__WORKING DATA__.

=-=-=-=-=

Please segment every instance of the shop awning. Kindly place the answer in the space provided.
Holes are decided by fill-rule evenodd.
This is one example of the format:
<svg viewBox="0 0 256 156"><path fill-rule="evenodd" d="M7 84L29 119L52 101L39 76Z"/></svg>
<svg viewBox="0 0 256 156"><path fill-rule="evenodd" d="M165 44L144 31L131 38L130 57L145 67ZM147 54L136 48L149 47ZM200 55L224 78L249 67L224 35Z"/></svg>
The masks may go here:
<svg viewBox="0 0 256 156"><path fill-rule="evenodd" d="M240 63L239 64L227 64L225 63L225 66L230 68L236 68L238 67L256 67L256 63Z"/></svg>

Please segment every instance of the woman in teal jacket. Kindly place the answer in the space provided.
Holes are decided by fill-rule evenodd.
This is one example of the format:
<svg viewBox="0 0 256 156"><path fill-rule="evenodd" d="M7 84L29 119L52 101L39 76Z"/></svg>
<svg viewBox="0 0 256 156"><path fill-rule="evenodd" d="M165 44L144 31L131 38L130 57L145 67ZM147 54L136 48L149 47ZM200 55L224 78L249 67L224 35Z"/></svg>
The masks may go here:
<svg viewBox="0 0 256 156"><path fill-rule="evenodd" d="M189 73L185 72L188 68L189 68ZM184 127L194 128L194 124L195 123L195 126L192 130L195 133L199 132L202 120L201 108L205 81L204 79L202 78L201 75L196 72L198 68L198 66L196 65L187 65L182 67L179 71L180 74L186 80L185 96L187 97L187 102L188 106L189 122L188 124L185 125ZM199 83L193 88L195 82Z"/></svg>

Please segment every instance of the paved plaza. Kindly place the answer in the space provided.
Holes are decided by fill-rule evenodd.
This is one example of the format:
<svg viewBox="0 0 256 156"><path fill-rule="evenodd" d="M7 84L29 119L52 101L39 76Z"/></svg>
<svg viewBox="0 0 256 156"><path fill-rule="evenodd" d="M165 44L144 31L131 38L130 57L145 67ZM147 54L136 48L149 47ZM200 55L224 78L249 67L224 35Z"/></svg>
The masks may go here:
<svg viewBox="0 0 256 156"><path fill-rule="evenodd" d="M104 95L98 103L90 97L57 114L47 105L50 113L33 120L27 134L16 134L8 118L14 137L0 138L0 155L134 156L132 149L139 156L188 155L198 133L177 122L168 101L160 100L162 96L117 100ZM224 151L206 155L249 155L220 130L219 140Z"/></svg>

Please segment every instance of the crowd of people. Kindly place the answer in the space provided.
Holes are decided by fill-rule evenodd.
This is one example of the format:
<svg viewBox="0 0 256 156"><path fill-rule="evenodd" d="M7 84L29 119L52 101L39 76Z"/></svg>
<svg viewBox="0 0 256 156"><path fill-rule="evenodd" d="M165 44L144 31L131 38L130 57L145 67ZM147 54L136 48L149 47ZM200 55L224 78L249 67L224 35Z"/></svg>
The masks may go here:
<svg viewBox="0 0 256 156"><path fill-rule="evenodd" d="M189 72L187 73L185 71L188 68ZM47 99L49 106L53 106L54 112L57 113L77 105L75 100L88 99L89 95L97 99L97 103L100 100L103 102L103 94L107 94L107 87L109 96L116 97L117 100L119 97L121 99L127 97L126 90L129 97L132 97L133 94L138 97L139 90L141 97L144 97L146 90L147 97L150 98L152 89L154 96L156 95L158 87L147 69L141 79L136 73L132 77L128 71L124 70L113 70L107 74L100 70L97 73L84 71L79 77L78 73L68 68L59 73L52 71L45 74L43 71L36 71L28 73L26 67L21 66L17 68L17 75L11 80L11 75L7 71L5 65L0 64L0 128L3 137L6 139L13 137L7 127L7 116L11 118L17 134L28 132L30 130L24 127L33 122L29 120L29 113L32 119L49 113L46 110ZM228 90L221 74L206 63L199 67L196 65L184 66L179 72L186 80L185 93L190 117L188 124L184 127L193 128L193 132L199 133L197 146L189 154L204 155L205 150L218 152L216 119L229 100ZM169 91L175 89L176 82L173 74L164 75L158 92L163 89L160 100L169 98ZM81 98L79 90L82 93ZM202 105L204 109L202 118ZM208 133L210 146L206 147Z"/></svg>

=-=-=-=-=

__WHAT THE TASK REQUIRES__. Extract all of the lines above and reproduce each one verbatim, in the same order.

__TASK RESPONSE__.
Please segment every instance of the shop awning. Kindly place the answer in the space provided.
Holes are decided by fill-rule evenodd.
This is one example of the format:
<svg viewBox="0 0 256 156"><path fill-rule="evenodd" d="M7 84L29 119L52 101L39 76Z"/></svg>
<svg viewBox="0 0 256 156"><path fill-rule="evenodd" d="M165 44L144 31L131 38L130 57L145 67ZM147 54L136 48L149 47ZM200 55L224 78L249 67L224 35Z"/></svg>
The masks may go here:
<svg viewBox="0 0 256 156"><path fill-rule="evenodd" d="M240 63L239 64L227 64L225 63L225 66L230 68L236 68L238 67L256 67L256 63Z"/></svg>

Please segment every instance of the woman in teal jacket. Kindly place the answer in the space provided.
Holes are decided by fill-rule evenodd.
This is one example of the format:
<svg viewBox="0 0 256 156"><path fill-rule="evenodd" d="M7 84L29 119L52 101L39 76Z"/></svg>
<svg viewBox="0 0 256 156"><path fill-rule="evenodd" d="M165 44L144 31L131 38L130 57L145 67ZM147 54L136 48L149 47ZM200 55L224 78L249 67L224 35Z"/></svg>
The masks may go here:
<svg viewBox="0 0 256 156"><path fill-rule="evenodd" d="M189 73L185 72L188 68L189 68ZM184 127L194 128L194 124L195 123L195 126L192 130L195 133L199 132L202 120L201 108L205 81L204 79L202 78L201 75L196 72L198 68L198 66L196 65L187 65L182 67L179 71L180 74L186 80L185 96L187 97L187 102L188 106L189 122L188 124L185 125ZM199 83L193 88L195 82Z"/></svg>

Please segment every instance of the paved plaza. Kindly place the answer in the space provided.
Holes are decided by fill-rule evenodd.
This is one example of the format:
<svg viewBox="0 0 256 156"><path fill-rule="evenodd" d="M7 84L29 119L52 101L39 76Z"/></svg>
<svg viewBox="0 0 256 156"><path fill-rule="evenodd" d="M165 44L144 31L131 38L130 57L145 67ZM147 54L136 48L149 47ZM200 55L224 78L249 67L224 35Z"/></svg>
The masks may go here:
<svg viewBox="0 0 256 156"><path fill-rule="evenodd" d="M104 95L98 103L90 97L57 114L47 105L50 113L33 120L27 134L16 134L8 118L14 137L0 138L0 155L134 156L132 149L139 156L188 155L198 133L177 122L168 101L160 100L162 96L117 100ZM224 151L206 155L249 155L220 130L219 140Z"/></svg>

Please segment every instance of the crowd of people. Kindly place the answer in the space provided.
Holes are decided by fill-rule evenodd.
This is one example of the format:
<svg viewBox="0 0 256 156"><path fill-rule="evenodd" d="M7 84L29 119L52 101L39 76Z"/></svg>
<svg viewBox="0 0 256 156"><path fill-rule="evenodd" d="M165 44L144 31L131 38L130 57L145 67ZM147 54L136 48L149 47ZM200 55L224 78L249 67L224 35Z"/></svg>
The masks may go here:
<svg viewBox="0 0 256 156"><path fill-rule="evenodd" d="M189 72L187 73L185 71L188 68ZM47 99L49 106L53 106L54 112L57 113L77 105L75 100L88 99L89 95L97 99L97 103L100 100L103 102L103 94L107 94L107 87L109 96L116 97L117 100L119 97L121 99L127 97L126 90L129 97L132 97L133 94L138 97L139 90L141 97L144 97L146 90L147 97L150 98L152 89L154 96L156 95L158 87L147 69L141 79L136 73L132 77L128 71L124 70L113 70L107 74L100 70L97 73L84 71L79 77L78 73L68 68L59 73L52 71L45 74L43 71L36 71L28 73L26 67L21 66L17 68L17 75L11 80L11 75L7 71L5 65L0 64L0 128L3 137L6 139L13 137L7 127L7 116L11 118L17 134L28 132L30 130L24 127L33 122L29 120L29 113L32 119L49 113L46 110ZM228 90L221 74L206 63L199 67L196 65L184 66L179 72L186 80L185 93L190 117L188 124L184 127L193 128L193 132L199 133L197 146L189 154L204 155L205 150L218 152L216 119L229 100ZM169 91L175 89L176 82L173 74L164 75L158 92L163 89L160 100L169 98ZM81 98L79 90L82 93ZM202 105L204 109L202 118ZM208 133L210 146L206 147Z"/></svg>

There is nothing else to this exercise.